*DIRECTION 1*:
Quote the passage on covenantal theology word for word, beginning at the words "Following up on" and stopping after "work or prayer.".
*DIRECTION 2*:
According to the passage on covenantal theology, what is the work of Christians?
*DIRECTION 3*:
Write the next part of the passage on covenantal theology, picking up after its last sentence.

*PASSAGE*:
-*-

THE KNUCKLEHEAD
'
S GUIDE TO COVENANTAL THEOLOGY    
105
      We should be very glad of this, for in all dehistoricized and
cosmological 'Heavens,' we are somehow supposed to enjoy an
"eternal bliss" of being utterly useless. All these 'Heavens,' by making
us utterly useless, thus are the total removal of our freedom,
responsibility, creativity, individuality, and dignity. They are also the
total removal of novelty: all these 'Heavens' are -- intentionally, by
their fundamental principles, by their deepest yearnings, by everything
that makes them what they are -- totally boring.
      Following up on what St. Therese said her work would be in
Heaven, or rather, what it would be even or especially in Heaven, we
can say that the work of Christians is their free personal response to the
free Event of the New Covenant; that is, it is their prayer, or rather it is
their work as prayer, and their prayer as work.
      Although Fr. Keefe doesn't use these exact words, it would not be
unfair to his thought to distinguish the public work or prayer of the
Church, the Event of her free liturgical mediation of her faith, from
'private' work or prayer, the ultra-personal free response of the
Christian to that free public work or prayer.

-*-

*DATA SEGMENT*:
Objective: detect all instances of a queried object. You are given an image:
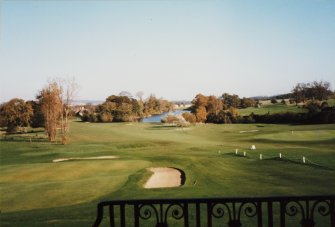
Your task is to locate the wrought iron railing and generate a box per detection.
[93,195,335,227]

-*-

*WRITTEN REPLY 1*:
Following up on what St. Therese said her work would be in
Heaven, or rather, what it would be even or especially in Heaven, we
can say that the work of Christians is their free personal response to the
free Event of the New Covenant; that is, it is their prayer, or rather it is
their work as prayer, and their prayer as work.
      Although Fr. Keefe doesn't use these exact words, it would not be
unfair to his thought to distinguish the public work or prayer of the
Church, the Event of her free liturgical mediation of her faith, from
'private' work or prayer, the ultra-personal free response of the
Christian to that free public work or prayer.

*WRITTEN REPLY 2*:
It is their free personal response to the free Event of the New Covenant, that is, their prayer, or rather their work as prayer and their prayer as work.

*WRITTEN REPLY 3*:
      Thus the traditional definition of prayer need only be expanded
slightly to remove any suggestion that it is a 'time-less,' dehistoricized,
anti-mediated activity, and to accept its reality as a free, historical,
covenantal, mediated response to a "radically historical" covenantal
Event:
      Prayer is the lifting up of one's heart and mind to God in and
through the New Covenant.
      Work which is not the public work (the liturgy) of the Church is
therefore "private," which of course does not suggest 'private' as non-
relational, but 'private' as subordinate in the Eucharistic 'order' to the
Church's public work (the sacramental re-presentation of the Event of
the New Covenant), and 'private' as a free response to that public work.
This non-public, but never anti-public, work is 'private' prayer.
      The 'private' work of Christians, which we are here saying is at root
only a different name for their 'private' prayer, is a "quaerens," a
"searching," nor is that searching limited to the theological sphere:
The quaerens is not per se theological, for it is inseparable from
the faith and may find concrete expression in any dimension of the
Christian existence, of the Christian worship in truth, none of
which can exhaust it, and all of which can mediate it.
1
1. CT, p. 120.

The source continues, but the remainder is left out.